─── Selected extract
Better to give in: ABBA is bigger than all of us, even though they haven’t recorded or performed as a group for 30 years. But no matter, Mamma Mia! will run forever, giving middle-aged actors the chance to dress in 1970's rock drag, and middle-aged audience members the opportunity to remember when they could boogie with the best of them.

The music and lyrics by Benny Andersson and Bjorn Ulvaeus is as bulletproof as always, and the direction by Phyllida Lloyd has been frozen in amber since the show's 1999 debut.

In this iteration, the older women are led by slim Kaye Tuckerman, who gives taverna owner Donna a wired, slightly hyper presence. Although Tuckerman can’t hit the low notes with much oomph, she nails “The Winner Takes It All” near the end of the second act.

As her back-up rock group now gone to seed, Alison Ewing is a nicely jaded and breast-enhanced Tanya. Mary Callanan plays Rosie with a sweet affect that could stand to be a little earthier and more edgy. But they both sing well and look appropriately out of place in their glam-rocker outfits.
──────
─── Information given
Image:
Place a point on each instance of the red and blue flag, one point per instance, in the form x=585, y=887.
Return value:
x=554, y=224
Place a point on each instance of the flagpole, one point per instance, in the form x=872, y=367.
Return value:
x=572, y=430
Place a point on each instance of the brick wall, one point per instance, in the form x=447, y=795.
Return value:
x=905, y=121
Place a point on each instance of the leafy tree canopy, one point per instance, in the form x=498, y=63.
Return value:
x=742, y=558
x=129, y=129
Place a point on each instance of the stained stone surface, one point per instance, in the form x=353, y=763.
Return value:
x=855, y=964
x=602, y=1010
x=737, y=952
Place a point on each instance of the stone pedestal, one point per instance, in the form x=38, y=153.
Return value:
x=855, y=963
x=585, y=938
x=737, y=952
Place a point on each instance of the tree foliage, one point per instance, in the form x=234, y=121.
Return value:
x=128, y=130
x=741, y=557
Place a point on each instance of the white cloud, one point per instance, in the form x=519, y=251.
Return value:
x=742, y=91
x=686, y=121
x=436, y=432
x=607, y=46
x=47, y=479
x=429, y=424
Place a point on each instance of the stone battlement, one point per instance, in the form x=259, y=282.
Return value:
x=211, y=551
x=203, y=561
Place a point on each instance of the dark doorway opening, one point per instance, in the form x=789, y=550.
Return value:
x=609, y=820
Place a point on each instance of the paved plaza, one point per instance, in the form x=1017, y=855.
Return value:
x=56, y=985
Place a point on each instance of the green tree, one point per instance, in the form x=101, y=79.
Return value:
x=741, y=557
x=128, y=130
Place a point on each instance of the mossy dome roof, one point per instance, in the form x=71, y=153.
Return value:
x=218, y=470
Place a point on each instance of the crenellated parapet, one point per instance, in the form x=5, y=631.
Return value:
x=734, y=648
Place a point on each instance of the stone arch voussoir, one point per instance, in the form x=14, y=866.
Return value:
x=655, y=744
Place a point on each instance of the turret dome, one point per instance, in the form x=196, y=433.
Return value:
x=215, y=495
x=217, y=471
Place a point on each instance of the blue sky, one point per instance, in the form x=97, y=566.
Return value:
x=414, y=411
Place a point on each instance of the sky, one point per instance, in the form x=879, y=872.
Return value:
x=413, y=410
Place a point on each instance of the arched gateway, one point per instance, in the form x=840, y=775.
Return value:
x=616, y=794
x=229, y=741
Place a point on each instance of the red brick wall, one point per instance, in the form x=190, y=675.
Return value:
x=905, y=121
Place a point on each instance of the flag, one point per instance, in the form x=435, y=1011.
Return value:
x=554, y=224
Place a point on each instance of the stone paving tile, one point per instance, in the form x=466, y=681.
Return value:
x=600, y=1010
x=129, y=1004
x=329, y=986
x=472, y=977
──────
## Goal of the exercise
Extract the full Mamma Mia! review word for word. These items have no connection to the Mamma Mia! review.

## Expected answer
Better to give in: ABBA is bigger than all of us, even though they haven’t recorded or performed as a group for 30 years. But no matter, Mamma Mia! will run forever, giving middle-aged actors the chance to dress in 1970's rock drag, and middle-aged audience members the opportunity to remember when they could boogie with the best of them.

The music and lyrics by Benny Andersson and Bjorn Ulvaeus is as bulletproof as always, and the direction by Phyllida Lloyd has been frozen in amber since the show's 1999 debut.

In this iteration, the older women are led by slim Kaye Tuckerman, who gives taverna owner Donna a wired, slightly hyper presence. Although Tuckerman can’t hit the low notes with much oomph, she nails “The Winner Takes It All” near the end of the second act.

As her back-up rock group now gone to seed, Alison Ewing is a nicely jaded and breast-enhanced Tanya. Mary Callanan plays Rosie with a sweet affect that could stand to be a little earthier and more edgy. But they both sing well and look appropriately out of place in their glam-rocker outfits.